* **Work request**
Pick out every line in the data below that holds "marker".
[Start of Attachment]
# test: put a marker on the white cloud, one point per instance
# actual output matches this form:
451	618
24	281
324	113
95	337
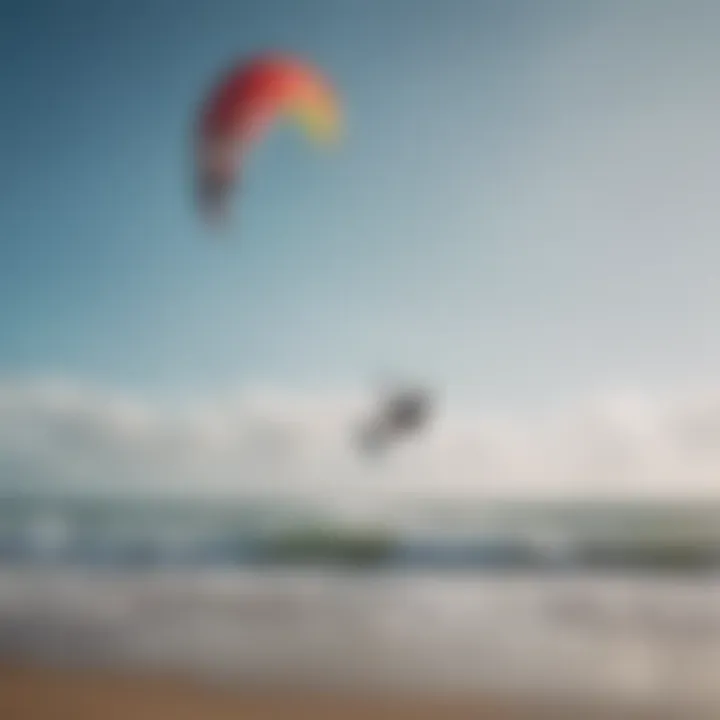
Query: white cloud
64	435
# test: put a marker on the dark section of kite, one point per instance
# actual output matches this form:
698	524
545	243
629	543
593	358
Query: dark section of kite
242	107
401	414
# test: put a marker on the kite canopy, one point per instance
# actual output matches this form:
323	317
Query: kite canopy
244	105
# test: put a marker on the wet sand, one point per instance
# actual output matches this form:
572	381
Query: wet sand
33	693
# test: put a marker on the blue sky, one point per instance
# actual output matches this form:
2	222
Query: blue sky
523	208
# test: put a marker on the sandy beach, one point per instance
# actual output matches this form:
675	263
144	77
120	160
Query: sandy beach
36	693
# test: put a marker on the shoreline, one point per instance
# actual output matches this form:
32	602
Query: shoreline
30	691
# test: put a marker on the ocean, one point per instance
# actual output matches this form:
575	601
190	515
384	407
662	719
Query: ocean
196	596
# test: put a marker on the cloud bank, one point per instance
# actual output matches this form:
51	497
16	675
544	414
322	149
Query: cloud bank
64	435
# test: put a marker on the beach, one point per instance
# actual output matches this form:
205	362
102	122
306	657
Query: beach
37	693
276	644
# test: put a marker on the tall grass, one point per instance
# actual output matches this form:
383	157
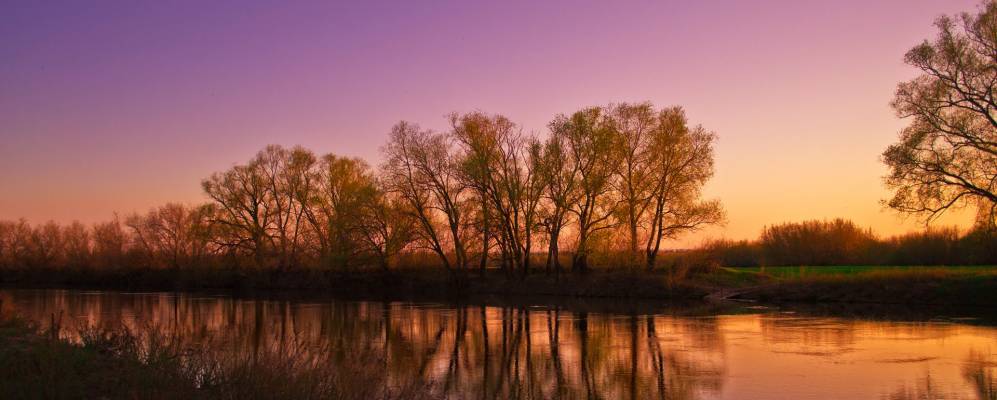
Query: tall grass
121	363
[End of Attachment]
* **Your response**
# test: put a marker on the white cloud, one point per instance
# test: put a marker on the dark section of kite, one point per instance
# test: put a marker on the kite canopy, one point per instance
# test: put a marker on the wet sand, one point per instance
# test: put a marker on the blue sky, one point per instance
# test: put a marker on the sandy beach, one point per instance
# test: put a marker on the shoreline, one point per instance
# test: put a marker on the ocean, one point per instance
# test: put a marker on the cloud bank, one point per instance
# test: put a marker on the beach, one point per instance
# test: put a marker on the tall grass, one point per instance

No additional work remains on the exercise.